28.(1) À partir de la date de sa nomination à un poste pourvu par nomination externe, le fonctionnaire est considéré comme stagiaire durant la période fixée par règlement par la Commission pour lui ou la catégorie de fonctionnaires dont il fait partie.

(1.1) Une nouvelle nomination ou une mutation n'interrompt pas le stage.

(2) À tout moment au cours du stage, l'administrateur général peut aviser le fonctionnaire de son intention de le renvoyer, pour un motif déterminé, au terme du délai de préavis fixé par la Commission pour lui ou la catégorie de fonctionnaires dont il fait partie. Le fonctionnaire perd sa qualité de fonctionnaire au terme de cette période.

[14]    Les dispositions pertinentes de la LRTFP se lisent comme suit :

92. (1) Après l'avoir porté jusqu'au dernier palier de la procédure applicable sans avoir obtenu satisfaction, un fonctionnaire peut renvoyer à l'arbitrage tout grief portant sur :

a) l'interprétation ou l'application, à son endroit, d'une disposition d'une convention collective ou d'une décision arbitrale;

b) dans le cas d'un fonctionnaire d'un ministère ou secteur de l'administration publique fédérale spécifié à la partie I de l'annexe I ou désigné par décret pris au titre du paragraphe (4), soit une mesure disciplinaire entraînant la suspension ou une sanction pécuniaire, soit un licenciement ou une rétrogradation visé aux alinéas 11(2)f) ou g) de la Loi sur la gestion des finances publiques;

c) dans les autres cas, une mesure disciplinaire entraînant le licenciement, la suspension ou une sanction pécuniaire.

(2) Pour pouvoir renvoyer à l'arbitrage un grief du type visé à l'alinéa (1)a), le fonctionnaire doit obtenir, dans les formes réglementaires, l'approbation de son agent négociateur et son acceptation de le représenter dans la procédure d'arbitrage.

*Données fournies*:
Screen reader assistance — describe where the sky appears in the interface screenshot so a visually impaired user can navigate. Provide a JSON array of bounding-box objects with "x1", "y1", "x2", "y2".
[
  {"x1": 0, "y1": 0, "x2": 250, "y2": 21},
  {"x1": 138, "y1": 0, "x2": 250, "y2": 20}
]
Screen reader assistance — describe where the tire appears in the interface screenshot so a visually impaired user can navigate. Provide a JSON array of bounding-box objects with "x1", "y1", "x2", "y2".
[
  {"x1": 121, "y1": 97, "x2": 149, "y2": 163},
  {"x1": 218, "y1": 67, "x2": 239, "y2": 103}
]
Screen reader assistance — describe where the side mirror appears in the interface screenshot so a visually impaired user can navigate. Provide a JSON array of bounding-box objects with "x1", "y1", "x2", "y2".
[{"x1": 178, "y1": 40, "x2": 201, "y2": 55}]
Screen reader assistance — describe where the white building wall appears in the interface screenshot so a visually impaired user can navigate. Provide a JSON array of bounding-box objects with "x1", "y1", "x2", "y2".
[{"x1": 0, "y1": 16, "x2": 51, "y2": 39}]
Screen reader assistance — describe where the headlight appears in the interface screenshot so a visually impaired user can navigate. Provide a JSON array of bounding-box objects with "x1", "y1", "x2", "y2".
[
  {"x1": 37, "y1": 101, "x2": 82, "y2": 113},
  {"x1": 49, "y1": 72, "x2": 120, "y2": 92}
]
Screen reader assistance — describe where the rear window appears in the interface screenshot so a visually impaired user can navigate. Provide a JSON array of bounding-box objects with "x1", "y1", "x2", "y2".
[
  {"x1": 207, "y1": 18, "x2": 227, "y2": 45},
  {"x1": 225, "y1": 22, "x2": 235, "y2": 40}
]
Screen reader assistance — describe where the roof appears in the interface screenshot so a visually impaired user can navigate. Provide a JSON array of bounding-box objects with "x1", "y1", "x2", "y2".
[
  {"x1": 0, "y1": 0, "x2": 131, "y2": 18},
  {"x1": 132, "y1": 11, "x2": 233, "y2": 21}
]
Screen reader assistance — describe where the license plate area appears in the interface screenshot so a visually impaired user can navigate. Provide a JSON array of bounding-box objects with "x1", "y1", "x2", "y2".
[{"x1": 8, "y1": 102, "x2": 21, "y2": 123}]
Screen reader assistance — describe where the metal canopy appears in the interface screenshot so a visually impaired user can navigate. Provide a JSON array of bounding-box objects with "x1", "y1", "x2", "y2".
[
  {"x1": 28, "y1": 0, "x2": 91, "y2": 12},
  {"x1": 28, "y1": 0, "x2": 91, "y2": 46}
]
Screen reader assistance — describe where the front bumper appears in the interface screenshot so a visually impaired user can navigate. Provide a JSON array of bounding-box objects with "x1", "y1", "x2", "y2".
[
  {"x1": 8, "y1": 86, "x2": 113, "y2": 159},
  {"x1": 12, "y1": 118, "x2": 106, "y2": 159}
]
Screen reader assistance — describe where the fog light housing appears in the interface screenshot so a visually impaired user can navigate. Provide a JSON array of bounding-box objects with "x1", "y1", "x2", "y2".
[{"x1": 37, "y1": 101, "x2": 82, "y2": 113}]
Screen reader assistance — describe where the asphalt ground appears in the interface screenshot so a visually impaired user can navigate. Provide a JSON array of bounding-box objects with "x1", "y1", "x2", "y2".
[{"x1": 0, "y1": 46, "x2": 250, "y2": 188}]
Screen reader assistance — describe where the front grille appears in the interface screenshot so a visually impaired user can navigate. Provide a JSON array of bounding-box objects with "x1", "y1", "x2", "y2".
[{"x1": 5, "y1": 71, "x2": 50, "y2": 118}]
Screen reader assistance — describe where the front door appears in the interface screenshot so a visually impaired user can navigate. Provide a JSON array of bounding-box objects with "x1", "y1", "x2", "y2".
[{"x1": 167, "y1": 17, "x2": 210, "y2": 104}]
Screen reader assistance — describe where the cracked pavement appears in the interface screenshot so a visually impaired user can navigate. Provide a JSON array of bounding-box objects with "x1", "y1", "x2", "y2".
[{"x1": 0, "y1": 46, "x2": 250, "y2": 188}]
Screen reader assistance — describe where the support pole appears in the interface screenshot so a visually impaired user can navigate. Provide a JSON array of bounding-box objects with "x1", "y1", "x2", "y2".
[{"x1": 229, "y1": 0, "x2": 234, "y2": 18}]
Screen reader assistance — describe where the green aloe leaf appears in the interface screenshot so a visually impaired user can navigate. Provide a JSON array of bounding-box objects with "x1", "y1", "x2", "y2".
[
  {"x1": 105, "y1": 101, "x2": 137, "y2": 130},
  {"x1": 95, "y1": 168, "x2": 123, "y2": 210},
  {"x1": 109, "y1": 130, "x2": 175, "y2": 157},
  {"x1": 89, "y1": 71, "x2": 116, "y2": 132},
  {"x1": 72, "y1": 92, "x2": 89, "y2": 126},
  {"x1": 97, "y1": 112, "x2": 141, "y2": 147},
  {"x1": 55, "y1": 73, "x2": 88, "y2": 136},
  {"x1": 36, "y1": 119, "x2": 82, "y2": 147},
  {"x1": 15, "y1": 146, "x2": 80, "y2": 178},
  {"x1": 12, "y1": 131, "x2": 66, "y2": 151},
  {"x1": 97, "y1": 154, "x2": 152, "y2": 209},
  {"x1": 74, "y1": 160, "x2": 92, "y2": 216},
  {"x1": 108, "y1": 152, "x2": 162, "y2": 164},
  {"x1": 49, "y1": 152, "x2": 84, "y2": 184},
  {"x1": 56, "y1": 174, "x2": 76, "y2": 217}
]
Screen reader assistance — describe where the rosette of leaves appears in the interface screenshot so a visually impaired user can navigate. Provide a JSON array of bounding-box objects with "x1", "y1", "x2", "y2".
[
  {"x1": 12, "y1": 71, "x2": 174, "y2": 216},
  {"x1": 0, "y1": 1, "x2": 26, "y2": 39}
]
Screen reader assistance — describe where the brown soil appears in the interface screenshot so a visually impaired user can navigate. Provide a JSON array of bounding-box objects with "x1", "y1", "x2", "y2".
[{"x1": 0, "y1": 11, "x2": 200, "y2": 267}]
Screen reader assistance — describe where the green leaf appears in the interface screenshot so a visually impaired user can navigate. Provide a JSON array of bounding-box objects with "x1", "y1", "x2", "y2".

*Tâches de l'exercice*:
1 – D'après l'extrait sur le stage et l'arbitrage des griefs, une nouvelle nomination ou une mutation a-t-elle pour effet d'interrompre le stage ?
2 – Donnez la suite de l'extrait sur le stage et l'arbitrage des griefs en reprenant après sa dernière phrase.

*Réponses de l'exercice*:
1 – Non, une nouvelle nomination ou une mutation n'interrompt pas le stage.

2 –
3) Le paragraphe (1) n'a pas pour effet de permettre le renvoi à l'arbitrage d'un grief portant sur le licenciement prévu sous le régime de la Loi sur l'emploi dans la fonction publique.

[15]    Dans toute cause portant sur un renvoi en cours de stage, l'employeur doit établir que le licenciement a eu lieu pendant la période de stage et que le ou les motifs du renvoi son reliés à l'emploi et non à un autre motif. Pour produire des éléments de preuve démontrant que le renvoi est survenu en cours de stage, l'employeur doit établir le caractère valable ou le bien-fondé des motifs reliés à l'emploi justifiant le renvoi.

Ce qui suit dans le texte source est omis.